(Natural language region descriptions)

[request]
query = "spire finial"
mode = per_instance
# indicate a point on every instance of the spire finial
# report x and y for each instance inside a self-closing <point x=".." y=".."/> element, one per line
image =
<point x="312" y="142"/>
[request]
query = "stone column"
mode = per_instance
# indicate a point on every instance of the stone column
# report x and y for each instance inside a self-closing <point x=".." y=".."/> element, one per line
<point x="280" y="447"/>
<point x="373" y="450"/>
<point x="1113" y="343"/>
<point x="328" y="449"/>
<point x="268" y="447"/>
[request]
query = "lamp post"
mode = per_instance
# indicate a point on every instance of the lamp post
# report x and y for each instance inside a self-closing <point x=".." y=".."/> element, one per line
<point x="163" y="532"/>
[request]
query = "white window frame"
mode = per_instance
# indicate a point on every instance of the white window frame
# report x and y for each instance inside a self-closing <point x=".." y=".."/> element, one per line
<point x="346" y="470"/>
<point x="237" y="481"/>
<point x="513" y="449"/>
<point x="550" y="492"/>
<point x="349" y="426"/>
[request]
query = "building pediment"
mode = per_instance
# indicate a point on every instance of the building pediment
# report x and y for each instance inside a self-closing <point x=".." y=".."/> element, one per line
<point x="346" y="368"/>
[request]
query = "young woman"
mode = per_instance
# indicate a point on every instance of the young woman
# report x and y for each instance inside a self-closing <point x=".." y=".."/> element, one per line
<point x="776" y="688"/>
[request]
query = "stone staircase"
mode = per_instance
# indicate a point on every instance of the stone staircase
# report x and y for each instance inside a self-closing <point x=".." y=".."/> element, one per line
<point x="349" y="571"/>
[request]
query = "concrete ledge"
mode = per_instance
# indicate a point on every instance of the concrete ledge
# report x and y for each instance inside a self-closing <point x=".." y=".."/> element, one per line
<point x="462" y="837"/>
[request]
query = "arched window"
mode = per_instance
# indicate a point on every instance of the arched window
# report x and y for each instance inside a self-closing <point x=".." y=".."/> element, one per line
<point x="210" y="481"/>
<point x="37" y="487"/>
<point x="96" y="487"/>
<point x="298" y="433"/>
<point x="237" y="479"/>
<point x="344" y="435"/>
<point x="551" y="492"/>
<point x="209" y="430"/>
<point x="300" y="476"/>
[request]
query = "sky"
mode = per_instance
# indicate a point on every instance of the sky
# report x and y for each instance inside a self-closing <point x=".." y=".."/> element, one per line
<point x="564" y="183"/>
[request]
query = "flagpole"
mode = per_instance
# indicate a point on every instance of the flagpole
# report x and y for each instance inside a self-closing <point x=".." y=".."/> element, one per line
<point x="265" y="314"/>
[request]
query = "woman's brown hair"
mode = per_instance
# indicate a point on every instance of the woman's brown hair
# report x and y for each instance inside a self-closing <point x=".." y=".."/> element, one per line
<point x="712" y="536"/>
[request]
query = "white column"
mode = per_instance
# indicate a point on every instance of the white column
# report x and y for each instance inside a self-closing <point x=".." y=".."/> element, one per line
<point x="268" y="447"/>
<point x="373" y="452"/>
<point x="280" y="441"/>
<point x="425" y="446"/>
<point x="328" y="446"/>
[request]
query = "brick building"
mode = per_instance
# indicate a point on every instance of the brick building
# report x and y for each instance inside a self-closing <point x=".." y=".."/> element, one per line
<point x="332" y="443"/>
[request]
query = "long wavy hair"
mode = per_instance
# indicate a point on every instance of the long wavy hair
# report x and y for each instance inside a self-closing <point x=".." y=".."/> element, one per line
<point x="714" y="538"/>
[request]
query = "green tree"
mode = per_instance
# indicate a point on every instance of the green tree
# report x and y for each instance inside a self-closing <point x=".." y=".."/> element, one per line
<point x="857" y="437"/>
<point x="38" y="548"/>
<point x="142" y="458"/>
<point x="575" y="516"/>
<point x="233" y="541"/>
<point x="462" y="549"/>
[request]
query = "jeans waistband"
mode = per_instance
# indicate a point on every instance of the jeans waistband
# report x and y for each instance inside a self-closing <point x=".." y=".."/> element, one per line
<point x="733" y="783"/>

:: Aim of the exercise ::
Retype each record exactly, leaving nothing out.

:: Result of this exercise ::
[request]
query = "spire finial"
mode = per_instance
# indicate a point on every instance of the spire finial
# report x and y for each instance inside a self-closing <point x=".." y=".."/> element, one per line
image =
<point x="312" y="142"/>
[request]
query = "stone column"
mode = per_instance
# indicate a point on every instance of the stone column
# report x and y for each instance inside a self-closing <point x=".." y=".."/> element, one per line
<point x="280" y="447"/>
<point x="373" y="450"/>
<point x="1113" y="343"/>
<point x="328" y="449"/>
<point x="268" y="447"/>
[request]
query = "lamp post"
mode = per_instance
# indicate a point on every instance of the lamp post
# report x and y for each instance inside a self-closing <point x=".." y=".."/> element, one per line
<point x="163" y="532"/>
[request]
query = "white window frame"
mode = per_instance
# indicate a point on every instance of the white window frame
# report x and y for each instance inside a self-closing <point x=".." y=".."/> element, one per line
<point x="346" y="470"/>
<point x="237" y="481"/>
<point x="513" y="449"/>
<point x="550" y="492"/>
<point x="349" y="426"/>
[request]
query = "building pediment"
mode = per_instance
# indicate a point on every instance of the building pediment
# report x and y for each instance inside a self-closing <point x=".." y=".."/> element, one per line
<point x="346" y="368"/>
[request]
query = "young woman"
mode = per_instance
# indicate a point on every instance of the young woman
# report x and y for each instance inside a self-closing <point x=".." y=".."/> element, one per line
<point x="776" y="688"/>
[request]
query = "stone staircase"
mode = per_instance
# indicate a point on every instance of the stone staircase
# report x and y for each instance inside a self-closing <point x=".." y=".."/> element, one per line
<point x="349" y="571"/>
[request]
query = "concrete ledge"
mode = per_instance
# indicate a point on every instance of the concrete ledge
# report x and y for each instance inside a self-closing <point x=".." y=".."/> element, one per line
<point x="462" y="837"/>
[request]
query = "arched window"
mode = per_instance
# indicate a point on every instance of the arched window
# report x and y for each instance inside a self-closing <point x=".." y=".."/> element, one per line
<point x="210" y="481"/>
<point x="37" y="487"/>
<point x="96" y="487"/>
<point x="298" y="433"/>
<point x="237" y="479"/>
<point x="344" y="435"/>
<point x="551" y="492"/>
<point x="209" y="430"/>
<point x="300" y="476"/>
[request]
query = "sky"
mode = per_instance
# indicate a point on every instance of the sky
# report x and y for each instance inside a self-closing <point x=".." y=".."/> element, one per line
<point x="564" y="183"/>
[request]
query = "flagpole"
mode = per_instance
# indicate a point on every instance of the flagpole
# report x and y for each instance inside a self-closing <point x=".." y=".."/> element, one per line
<point x="265" y="314"/>
[request]
query = "woman's brown hair"
mode = per_instance
# indicate a point on every instance of the woman's brown hair
# report x and y for each instance inside a self-closing <point x=".." y=".."/> element, one per line
<point x="712" y="536"/>
[request]
query = "white column"
mode = per_instance
# indicate a point on every instance of the white column
# report x and y for each instance inside a self-closing <point x=".." y=".."/> element, one per line
<point x="268" y="447"/>
<point x="373" y="452"/>
<point x="280" y="441"/>
<point x="425" y="446"/>
<point x="328" y="446"/>
[request]
query = "brick building"
mode = per_instance
# indicate a point on every instance of the brick building
# report x and y for each instance inside a self-closing <point x=".." y=".."/> element, one per line
<point x="332" y="443"/>
[request]
query = "long wavy hair"
mode = per_instance
# indicate a point on every instance of the long wavy hair
# report x and y for each instance inside a self-closing <point x=".." y=".."/> element, one per line
<point x="714" y="538"/>
[request]
query = "green tree"
mode = per_instance
# indicate a point on every instance of the green tree
# report x and y for each instance inside a self-closing <point x=".." y=".."/> element, one per line
<point x="857" y="437"/>
<point x="38" y="548"/>
<point x="142" y="458"/>
<point x="575" y="516"/>
<point x="233" y="541"/>
<point x="462" y="549"/>
[request]
query = "jeans waistband"
mode = per_instance
# indicate a point on every instance of the jeans waistband
# report x and y for each instance inside a self-closing <point x=".." y=".."/> element, one per line
<point x="733" y="783"/>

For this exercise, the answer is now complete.